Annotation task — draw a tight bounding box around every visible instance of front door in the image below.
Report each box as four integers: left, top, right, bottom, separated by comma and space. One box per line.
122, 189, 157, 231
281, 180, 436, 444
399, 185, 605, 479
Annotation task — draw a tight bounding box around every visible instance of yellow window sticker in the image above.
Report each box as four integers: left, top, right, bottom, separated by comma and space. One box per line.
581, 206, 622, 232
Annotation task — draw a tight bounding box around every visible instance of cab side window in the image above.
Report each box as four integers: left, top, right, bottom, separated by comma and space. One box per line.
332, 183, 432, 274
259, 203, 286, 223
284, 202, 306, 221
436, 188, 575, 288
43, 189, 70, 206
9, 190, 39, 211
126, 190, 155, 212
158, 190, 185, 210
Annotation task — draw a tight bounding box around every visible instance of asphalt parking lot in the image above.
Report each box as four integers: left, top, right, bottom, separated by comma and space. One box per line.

» ACTION ITEM: When the material above is given again, every line must match it exactly.

» COMPLETED TASK:
Annotation task — draw a tight bounding box around every visible instance of front door in the image below.
Report each box as four integers: left, top, right, bottom, separated by comma and space. One box per line.
122, 189, 157, 231
281, 180, 436, 444
399, 185, 605, 479
Annotation task — draw a tight bounding box around every visible instance of yellow window sticker in the image above.
Report each box as four integers: left, top, right, bottom, separated by comma and space. One box per line.
581, 206, 622, 232
Annotation task — draw a tight bounding box around every visible instance of cab side window in the image above.
Report each box as four integers: left, top, right, bottom, separated by comma and space. One box per line.
332, 183, 432, 274
259, 203, 286, 223
284, 202, 306, 221
436, 188, 575, 288
43, 189, 70, 206
9, 190, 39, 211
126, 190, 155, 212
158, 190, 185, 210
Annotation task — draw a tight bounding box around every visible instance of asphalt parking lot in the image above.
Report each box as four integers: left, top, right, bottom, separated by comma and space. One box per line.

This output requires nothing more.